TEXT BLOCK: Begin

BED-blocking is a horrible, callous term. It coldly refers to old people who are effectively homeless.

They were admitted to hospital because of a medical problem. That problem has now been eased so that they no longer need the specialist treatment that a hospital offers, but they are still not well enough to return to an independent way of life. They need somewhere where someone will look after them, care for them.

But there are no residential care places for them. Instead, they lie there, blocking up valuable hospital beds, a nuisance.

The Department of Health may quibble with the Liberal Democrats' figures which show that the number of bed-blockers in the North-East has increased by 108 per cent.

But it cannot quibble with the fact that North Yorkshire Health Authority has already spent £700,000 just to keep nursing homes open so that the bed-blockers can be moved out.

And it cannot quibble with the fact that care homes in the North-East are closing because council social services departments do not get enough money from central government to keep them open.

This is not joined-up thinking. The Government is doing its utmost to pour more money into the NHS. Some of this money is coming from the social services budget, which means that the new money in the NHS cannot be spent properly.

TEXT BLOCK: End
GIVEN DATA: Begin

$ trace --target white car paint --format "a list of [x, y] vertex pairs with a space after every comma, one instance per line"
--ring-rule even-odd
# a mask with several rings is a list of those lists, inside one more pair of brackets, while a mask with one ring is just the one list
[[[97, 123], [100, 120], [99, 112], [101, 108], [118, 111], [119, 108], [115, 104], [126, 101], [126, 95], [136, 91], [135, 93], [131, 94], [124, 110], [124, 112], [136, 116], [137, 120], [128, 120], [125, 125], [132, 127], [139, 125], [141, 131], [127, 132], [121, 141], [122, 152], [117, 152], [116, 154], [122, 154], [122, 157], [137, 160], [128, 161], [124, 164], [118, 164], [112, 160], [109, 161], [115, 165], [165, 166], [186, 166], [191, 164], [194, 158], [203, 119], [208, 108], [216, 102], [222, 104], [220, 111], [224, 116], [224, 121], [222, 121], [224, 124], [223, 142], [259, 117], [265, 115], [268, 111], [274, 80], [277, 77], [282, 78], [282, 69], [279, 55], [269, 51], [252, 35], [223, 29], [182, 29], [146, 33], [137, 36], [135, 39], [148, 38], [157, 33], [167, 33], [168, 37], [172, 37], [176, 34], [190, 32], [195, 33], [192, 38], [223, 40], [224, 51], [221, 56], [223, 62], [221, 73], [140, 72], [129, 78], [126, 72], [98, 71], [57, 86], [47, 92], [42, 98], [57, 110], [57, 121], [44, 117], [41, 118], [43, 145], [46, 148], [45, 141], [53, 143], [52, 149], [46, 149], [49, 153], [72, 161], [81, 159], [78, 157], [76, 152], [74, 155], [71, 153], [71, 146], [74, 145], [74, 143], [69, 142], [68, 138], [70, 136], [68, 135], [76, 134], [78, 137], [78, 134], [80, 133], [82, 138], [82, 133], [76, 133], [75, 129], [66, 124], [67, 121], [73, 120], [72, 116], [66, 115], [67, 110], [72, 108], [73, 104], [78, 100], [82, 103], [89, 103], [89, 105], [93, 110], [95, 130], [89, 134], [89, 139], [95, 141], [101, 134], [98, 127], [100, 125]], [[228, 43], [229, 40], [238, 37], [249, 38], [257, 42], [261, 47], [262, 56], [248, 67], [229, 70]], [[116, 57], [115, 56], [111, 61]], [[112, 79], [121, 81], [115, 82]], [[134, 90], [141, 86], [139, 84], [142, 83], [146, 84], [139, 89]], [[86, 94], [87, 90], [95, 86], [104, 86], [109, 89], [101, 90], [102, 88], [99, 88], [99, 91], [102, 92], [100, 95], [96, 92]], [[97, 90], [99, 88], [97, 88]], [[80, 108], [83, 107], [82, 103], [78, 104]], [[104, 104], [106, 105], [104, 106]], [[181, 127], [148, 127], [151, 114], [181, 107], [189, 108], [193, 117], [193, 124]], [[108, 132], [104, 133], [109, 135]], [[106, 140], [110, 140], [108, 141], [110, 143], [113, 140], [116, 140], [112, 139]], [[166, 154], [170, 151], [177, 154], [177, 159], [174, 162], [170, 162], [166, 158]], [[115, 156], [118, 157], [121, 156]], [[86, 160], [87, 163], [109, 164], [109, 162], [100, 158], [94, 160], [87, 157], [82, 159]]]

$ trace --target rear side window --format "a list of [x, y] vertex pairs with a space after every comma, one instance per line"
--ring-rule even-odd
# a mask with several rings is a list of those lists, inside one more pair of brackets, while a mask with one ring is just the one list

GIVEN DATA: End

From the bed-blocking editorial, set down word for word the stretch from "But it cannot" through "be spent properly.".

EXERCISE SOLUTION:
But it cannot quibble with the fact that North Yorkshire Health Authority has already spent £700,000 just to keep nursing homes open so that the bed-blockers can be moved out.

And it cannot quibble with the fact that care homes in the North-East are closing because council social services departments do not get enough money from central government to keep them open.

This is not joined-up thinking. The Government is doing its utmost to pour more money into the NHS. Some of this money is coming from the social services budget, which means that the new money in the NHS cannot be spent properly.